[What is required]
An exact copy of the entries below is the expected answer.

***

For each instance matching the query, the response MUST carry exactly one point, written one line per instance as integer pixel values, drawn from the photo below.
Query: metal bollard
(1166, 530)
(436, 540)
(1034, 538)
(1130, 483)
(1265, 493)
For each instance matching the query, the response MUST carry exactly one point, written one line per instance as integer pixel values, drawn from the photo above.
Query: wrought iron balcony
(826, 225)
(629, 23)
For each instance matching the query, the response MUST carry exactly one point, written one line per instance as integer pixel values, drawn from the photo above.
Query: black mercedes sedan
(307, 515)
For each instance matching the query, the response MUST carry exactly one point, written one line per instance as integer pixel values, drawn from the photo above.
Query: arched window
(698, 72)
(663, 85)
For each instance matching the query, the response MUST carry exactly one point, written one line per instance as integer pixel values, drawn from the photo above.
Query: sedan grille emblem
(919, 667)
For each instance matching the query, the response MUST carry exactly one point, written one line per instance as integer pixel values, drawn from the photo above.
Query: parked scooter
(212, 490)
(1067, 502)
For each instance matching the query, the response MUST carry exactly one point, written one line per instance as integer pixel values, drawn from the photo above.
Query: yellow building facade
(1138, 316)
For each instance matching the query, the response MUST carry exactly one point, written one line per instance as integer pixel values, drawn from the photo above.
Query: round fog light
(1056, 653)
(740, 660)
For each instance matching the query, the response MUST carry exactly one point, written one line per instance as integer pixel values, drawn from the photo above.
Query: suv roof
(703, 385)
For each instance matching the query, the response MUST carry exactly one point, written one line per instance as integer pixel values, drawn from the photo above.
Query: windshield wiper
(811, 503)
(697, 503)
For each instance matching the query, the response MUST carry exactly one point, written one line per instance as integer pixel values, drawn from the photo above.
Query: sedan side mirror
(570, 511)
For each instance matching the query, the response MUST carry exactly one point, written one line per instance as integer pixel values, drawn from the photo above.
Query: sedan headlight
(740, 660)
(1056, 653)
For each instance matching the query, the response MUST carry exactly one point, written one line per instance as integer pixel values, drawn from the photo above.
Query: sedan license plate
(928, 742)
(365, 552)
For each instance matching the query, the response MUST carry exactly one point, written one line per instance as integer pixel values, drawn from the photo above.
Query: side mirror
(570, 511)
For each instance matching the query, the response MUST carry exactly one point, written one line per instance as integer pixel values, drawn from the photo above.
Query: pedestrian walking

***

[Completed exercise]
For each instance matching the query, the response MUST carry exactly one point, written one line per instance as integer pixel values, drawn from the photo below.
Query: metal bollard
(1166, 530)
(436, 540)
(1034, 538)
(1130, 483)
(1265, 493)
For each instance matching the query, the response MUST carry exactly one point, written one line per instance as integer pixel values, drawn from the photo above.
Query: wrought iron balcony
(826, 225)
(629, 23)
For each instance matching the query, the response MUST carry exactly one point, written one line per instance as integer pixel values, drawn from the photo above.
Query: black mercedes sedan
(307, 515)
For each instance matching the query, the response MUST carry exactly one point, written one line per instance as integer pixel values, drawn from the photo above.
Query: arched window
(698, 72)
(663, 85)
For each instance matching the query, the response MUST carry exactly one point, written one line per instance as integer pixel values, drawn from the photo above.
Query: sedan grille emblem
(919, 667)
For each instance matching the query, the response MUST carry exactly one point, written one line per instance as integer pixel values, drawn from the photo above.
Query: parked scooter
(212, 490)
(1067, 502)
For each instance matching the query, the response MUST carry exactly one point, written one line per instance as integer pixel values, drawn from the photo above.
Query: yellow building facade
(1138, 316)
For each instance matching the query, the response MUST carry exactly one point, written one line per instance as integer pixel values, drawn from the photo above.
Query: round fog light
(1056, 653)
(740, 660)
For each instance matching the query, the response MUST carry exactly one point, written one line per instance as integer pixel values, drawn from the photo above.
Query: suv roof
(703, 385)
For each instance matching the query, the response MUST carry exactly one point, written one line per instance as integer pixel values, drawn from the photo above.
Query: windshield wiper
(811, 503)
(697, 503)
For each instance matching the query, the response MUST carry exactly one point, written one line per instance as integer pixel values, drawn from the photo above.
Query: sedan side mirror
(570, 511)
For each instance matching the query, the response MUST carry exactly one point, written one line per instance as integer pixel values, drawn from the photo above.
Query: sedan headlight
(740, 660)
(1056, 653)
For each instance matching the query, the response MUST carry exactly one point, written one line per instance as integer pixel values, drawn from the photo above.
Query: sedan license plate
(928, 742)
(365, 552)
For each instance matching the query, the response MUST carry exactly one point, written one line per instance as integer pixel values, drawn from the photo above.
Query: side mirror
(570, 511)
For each instance matching the query, the response MUST carry exactly one point, written one line per instance as integer pixel values, drawn from the photo above.
Query: pedestrian walking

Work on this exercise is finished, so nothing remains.